== EXCERPTED PASSAGE
Below the Canopy with Jesse Saindon: Native Seeds to Thriving Forests
By Monica Allaby, Posted on October 2, 2022
On just five acres of land, Jesse Saindon is growing a unique mix of native hardwood trees, including bur oak: an ecologically and culturally significant tree species.
In September, Community Forests International launched Below the Canopy, a podcast that explores the relationships between people and forests—with a focus on the Wabanaki forest. Our host, Megan de Graaf, has interviewed inspiring guests on topics such as Wabanaki forest management, the connections between Indigenous languages and ecosystems, and two-eyed seeing.
In our latest episode, Megan spoke to Jesse Saindon, the owner of Liberty Tree Nursery in Beaver Dam, New Brunswick. Jesse grows a unique mix of hardwood trees native to the Wabanaki forest. Jesse explains what inspired him to open Liberty Tree Nursery, his process for collecting locally-adapted seeds, and his motivations for growing bur oak—an ecologically and culturally significant tree species that is now rare in New Brunswick.
On the podcast, Jesse describes the importance of bur oak to Megan.
Megan: Can you tell us a little bit more about what’s so special about bur oak and where they grow? Tell us a little bit about their range here.
Jesse: In New Brunswick specifically, they have a very small range, which it’s pretty much limited to the lower St. John river valley. Our particular population of bur oak in New Brunswick is very separated from the main range, which is from, I think Saskatchewan down to Texas and over, across to New York state—western New York state, something like that.
And then really there’s just a couple little disjunct pockets of the population. So, there’s one here in New Brunswick and there’s one in central Maine. And then I think a few in Massachusetts, New Hampshire, but really these are just like tiny little pockets of bur oak.
But the big range is really in central North America. We’re at the far northeastern end of the range. And I think that’s very special because if you just go over to Cambridge-Narrows—somewhere over there in New Brunswick—somewhere over there is the most northeastern natural bur oak in North America. That’s really cool to me.
Megan: Can you tell us a little bit more about bur oak as a tree? Because I suspect a number of people who will listen to this podcast maybe aren’t familiar with bur oaks.
Jesse: The scientific name for bur is quercus macrocarpa, which means an oak with big fruits. Ironically in New Brunswick, it doesn’t actually really have big acorns. When you get down into Missouri and Kansas, you tend to find ones that are just massive. They’re the biggest acorns in north America.
====
== TASK INPUT
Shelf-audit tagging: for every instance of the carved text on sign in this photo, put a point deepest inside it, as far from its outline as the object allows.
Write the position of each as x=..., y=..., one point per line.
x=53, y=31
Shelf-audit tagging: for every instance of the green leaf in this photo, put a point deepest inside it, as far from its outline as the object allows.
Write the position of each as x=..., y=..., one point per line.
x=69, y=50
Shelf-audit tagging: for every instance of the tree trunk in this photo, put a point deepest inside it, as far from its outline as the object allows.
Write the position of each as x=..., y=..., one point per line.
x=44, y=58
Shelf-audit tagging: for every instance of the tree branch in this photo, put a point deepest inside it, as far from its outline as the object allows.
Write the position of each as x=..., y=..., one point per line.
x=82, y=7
====
== TASK INPUT
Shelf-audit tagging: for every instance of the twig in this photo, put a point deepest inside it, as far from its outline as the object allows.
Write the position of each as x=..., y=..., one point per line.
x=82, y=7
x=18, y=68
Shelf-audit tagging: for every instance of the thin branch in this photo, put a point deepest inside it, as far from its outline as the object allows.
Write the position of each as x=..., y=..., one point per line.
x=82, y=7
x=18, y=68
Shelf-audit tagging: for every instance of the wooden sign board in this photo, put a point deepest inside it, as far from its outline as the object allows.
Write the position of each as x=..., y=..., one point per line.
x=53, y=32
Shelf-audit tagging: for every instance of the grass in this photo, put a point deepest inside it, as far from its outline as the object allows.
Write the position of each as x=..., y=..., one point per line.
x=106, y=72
====
== TASK INPUT
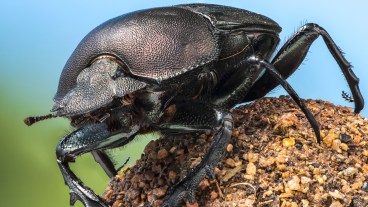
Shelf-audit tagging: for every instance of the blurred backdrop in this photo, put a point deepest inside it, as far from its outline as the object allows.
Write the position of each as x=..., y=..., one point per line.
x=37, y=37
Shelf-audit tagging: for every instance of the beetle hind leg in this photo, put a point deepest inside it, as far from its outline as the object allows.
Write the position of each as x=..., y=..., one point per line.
====
◆ CHALLENGE A: Please pull out every line of the entries that contains the word "sign", and treat uppercase and lowercase as different.
◆ CHALLENGE B: Carry on the article about Jesse Saindon and bur oak, picking up right after its last sentence.

◆ ANSWER A:
Shelf-audit tagging: for every instance of the carved text on sign in this photo, put a point deepest inside it, as far from its outline as the object allows.
Shelf-audit tagging: for every instance of the wooden sign board in this photo, put a point deepest inside it, as far from its outline as the object allows.

◆ ANSWER B:
But in New Brunswick for whatever reason, I don’t know if it’s because of the climate, they just don’t get as big. So that’s not the best description of bur oak in New Brunswick.
So, bur oaks are in the white oak group. Red oaks in eastern North America, those are in the red oak group. There are some slight differences between them. Bur oak grow their acorns in one year whereas red oaks take two years to fully develop an acorn.
As a tree, it lives a long time. So, some of the big trees we have in New Brunswick are 200-300 years old. I don’t know exactly how old they are, but they’re some of the biggest trees in the province if you can get out and see them. And they’re just sturdy, they look kind of like haunted house trees, just because they’re so massive.
And they’re great habitat for wildlife. They provide a lot of food for bluejays, squirrels, and deer.
Megan: Do you know why it’s so rare in New Brunswick today? Why is it that we have a population here and this is kind of it for New Brunswick or for many kilometres?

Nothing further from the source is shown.